---------- 本文
プレゼント専門シエル・エ・ヴァンの店長・ハヤシです。
今回はパンデミック(pandemic)について勝手に語ります。
2020年が終わり、2021年になっても新型コロナウイルスのパンデミック(pandemic)は収束する気配を見せません。飲食店の自粛も強化される動きがあり、ワインを飲むのも自宅が中心になっていく可能性が高いと言えます。
そもそも、人類は太古の昔から、さまざまな感染症と戦いを続けてきていました。今回のパンデミックは、グローバル化された世界になったこと、SNSなどでの発信が当たり前になったことなどにより、以前より各国の情報がより詳細に伝わってきたといえます。そして、このパンデミックは、原因も治療も十分に確立されていなかった時代においては、歴史を変えるほどの影響がありました。
古代エジプトの時代では、天然痘の流行があったといわれています。これは発掘されたミイラに天然痘の痕跡が認められていたからです。
歴史に大きな影響を与えたのは黒死病(ペスト)といえます。中世ヨーロッパのペストが最も有名ですが、実は過去に3回のパンデミックがありました。
最初のパンデミックは、西暦541から750年までの期間でした。このときはエジプトから地中海、さらにヨーロッパ北西部まで拡大しました。東ローマ帝国のユスティニアヌス1世の時代で、皇帝も感染したといわれています。さらに東ローマ帝国では、人口の約半数を失ったといわれています。そのため、国家の体制としては一時的に機能不全に陥ったほどでした。感染はヨーロッパにも伝わり、フランス、ブリテン島にまで達しました。このパンデミックにより、東ローマ帝国の旧西ローマ帝国統合の野望は打ち砕かれることになりました。
第2回は最も有名な14世紀のヨーロッパでした。このときに「黒死病」(Black Death)と呼ばれたのでした。これは一説によると、モンゴル帝国が関係していたといわれます。モンゴル軍が中国の雲南省地方に侵攻した際に、ペスト菌を媒介するノミと感染したネズミを連れてくることになってしまい、それがヨーロッパにもたらされたということのようです。ただし、中国起源説はあくまで仮説でしかなく、中央アジア起源説もあります。このときのパンデミックは中国、イスラム世界、そしてヨーロッパと、まさに世界規模となりました。
--------------------
---------- 表示中の資料
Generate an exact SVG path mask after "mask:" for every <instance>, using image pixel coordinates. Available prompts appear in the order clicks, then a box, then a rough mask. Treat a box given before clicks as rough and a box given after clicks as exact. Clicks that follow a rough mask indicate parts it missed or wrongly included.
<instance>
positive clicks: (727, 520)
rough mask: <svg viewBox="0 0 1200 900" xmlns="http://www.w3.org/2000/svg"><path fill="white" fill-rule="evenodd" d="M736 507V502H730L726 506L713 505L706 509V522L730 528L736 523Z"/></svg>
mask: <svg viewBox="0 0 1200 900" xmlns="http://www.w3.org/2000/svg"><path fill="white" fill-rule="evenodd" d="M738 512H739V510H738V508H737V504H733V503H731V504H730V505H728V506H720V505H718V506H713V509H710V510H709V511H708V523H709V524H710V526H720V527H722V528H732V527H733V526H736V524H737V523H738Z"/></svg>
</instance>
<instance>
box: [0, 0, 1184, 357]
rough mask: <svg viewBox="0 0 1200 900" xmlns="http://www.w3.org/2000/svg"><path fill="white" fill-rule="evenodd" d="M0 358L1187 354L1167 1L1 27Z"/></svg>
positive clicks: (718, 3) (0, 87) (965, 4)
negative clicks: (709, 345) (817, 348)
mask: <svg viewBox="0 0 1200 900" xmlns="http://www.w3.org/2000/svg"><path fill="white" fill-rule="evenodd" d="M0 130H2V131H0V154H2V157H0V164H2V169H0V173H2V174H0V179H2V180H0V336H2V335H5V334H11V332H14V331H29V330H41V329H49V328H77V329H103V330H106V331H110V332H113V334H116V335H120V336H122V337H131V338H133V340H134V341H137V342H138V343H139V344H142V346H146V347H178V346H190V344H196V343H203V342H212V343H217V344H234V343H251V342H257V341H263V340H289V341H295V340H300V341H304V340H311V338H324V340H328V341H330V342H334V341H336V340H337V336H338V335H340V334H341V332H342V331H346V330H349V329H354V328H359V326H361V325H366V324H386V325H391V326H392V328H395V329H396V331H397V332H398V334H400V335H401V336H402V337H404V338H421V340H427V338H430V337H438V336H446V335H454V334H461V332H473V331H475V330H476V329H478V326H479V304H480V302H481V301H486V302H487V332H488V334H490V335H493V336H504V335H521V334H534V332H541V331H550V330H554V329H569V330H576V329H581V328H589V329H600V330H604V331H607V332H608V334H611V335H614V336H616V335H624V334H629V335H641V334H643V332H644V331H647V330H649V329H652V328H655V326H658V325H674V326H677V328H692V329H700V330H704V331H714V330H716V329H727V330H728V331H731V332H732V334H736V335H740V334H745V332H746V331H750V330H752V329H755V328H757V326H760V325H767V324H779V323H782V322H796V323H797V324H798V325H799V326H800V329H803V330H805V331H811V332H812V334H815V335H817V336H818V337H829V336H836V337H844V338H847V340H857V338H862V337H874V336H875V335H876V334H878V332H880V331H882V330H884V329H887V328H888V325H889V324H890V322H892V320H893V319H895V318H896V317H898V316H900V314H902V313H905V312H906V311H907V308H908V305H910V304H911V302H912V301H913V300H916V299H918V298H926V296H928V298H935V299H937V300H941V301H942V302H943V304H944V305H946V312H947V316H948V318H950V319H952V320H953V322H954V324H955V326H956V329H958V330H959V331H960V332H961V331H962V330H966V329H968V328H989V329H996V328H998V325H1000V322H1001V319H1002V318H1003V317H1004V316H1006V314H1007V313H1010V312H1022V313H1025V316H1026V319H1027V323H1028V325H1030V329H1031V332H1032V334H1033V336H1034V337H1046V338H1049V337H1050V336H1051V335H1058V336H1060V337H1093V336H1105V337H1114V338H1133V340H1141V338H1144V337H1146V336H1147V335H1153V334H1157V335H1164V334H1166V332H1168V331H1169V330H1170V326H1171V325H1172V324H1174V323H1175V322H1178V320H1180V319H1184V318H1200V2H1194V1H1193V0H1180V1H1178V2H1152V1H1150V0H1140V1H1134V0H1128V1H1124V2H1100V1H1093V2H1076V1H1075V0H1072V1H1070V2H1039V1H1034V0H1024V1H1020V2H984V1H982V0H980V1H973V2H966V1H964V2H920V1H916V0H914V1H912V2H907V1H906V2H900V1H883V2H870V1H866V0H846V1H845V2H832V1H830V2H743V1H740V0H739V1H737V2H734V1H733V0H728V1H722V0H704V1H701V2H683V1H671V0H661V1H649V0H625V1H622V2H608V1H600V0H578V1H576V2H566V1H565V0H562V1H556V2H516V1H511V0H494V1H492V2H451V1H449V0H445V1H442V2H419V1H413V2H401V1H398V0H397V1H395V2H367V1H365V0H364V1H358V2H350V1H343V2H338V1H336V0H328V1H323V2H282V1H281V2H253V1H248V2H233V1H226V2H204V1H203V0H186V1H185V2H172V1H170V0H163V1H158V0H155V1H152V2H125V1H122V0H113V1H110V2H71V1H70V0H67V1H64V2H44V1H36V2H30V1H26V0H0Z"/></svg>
--------------------
§ やること:
• 1. 本文の内容を2文で要約してください。
• 2. 本文のうち、「今回はパンデミック(pandemic)について勝手に語ります。」から始まり「ち砕かれることになりました。」まで続く部分を、一字も変えずに書き写す。
資料はここでは使わない。

§ 課題ごとの結果:
• 1. 2021年になっても新型コロナウイルスのパンデミックは収束する気配を見せないが、人類は太古の昔からさまざまな感染症と戦いを続けてきた。歴史に大きな影響を与えた黒死病(ペスト)には過去に3回のパンデミックがあり、541年から750年には東ローマ帝国が人口の約半数を失ったといわれ、14世紀には「黒死病」と呼ばれて中国、イスラム世界、ヨーロッパへと世界規模で広がった。

• 2.
今回はパンデミック(pandemic)について勝手に語ります。
2020年が終わり、2021年になっても新型コロナウイルスのパンデミック(pandemic)は収束する気配を見せません。飲食店の自粛も強化される動きがあり、ワインを飲むのも自宅が中心になっていく可能性が高いと言えます。
そもそも、人類は太古の昔から、さまざまな感染症と戦いを続けてきていました。今回のパンデミックは、グローバル化された世界になったこと、SNSなどでの発信が当たり前になったことなどにより、以前より各国の情報がより詳細に伝わってきたといえます。そして、このパンデミックは、原因も治療も十分に確立されていなかった時代においては、歴史を変えるほどの影響がありました。
古代エジプトの時代では、天然痘の流行があったといわれています。これは発掘されたミイラに天然痘の痕跡が認められていたからです。
歴史に大きな影響を与えたのは黒死病(ペスト)といえます。中世ヨーロッパのペストが最も有名ですが、実は過去に3回のパンデミックがありました。
最初のパンデミックは、西暦541から750年までの期間でした。このときはエジプトから地中海、さらにヨーロッパ北西部まで拡大しました。東ローマ帝国のユスティニアヌス1世の時代で、皇帝も感染したといわれています。さらに東ローマ帝国では、人口の約半数を失ったといわれています。そのため、国家の体制としては一時的に機能不全に陥ったほどでした。感染はヨーロッパにも伝わり、フランス、ブリテン島にまで達しました。このパンデミックにより、東ローマ帝国の旧西ローマ帝国統合の野望は打ち砕かれることになりました。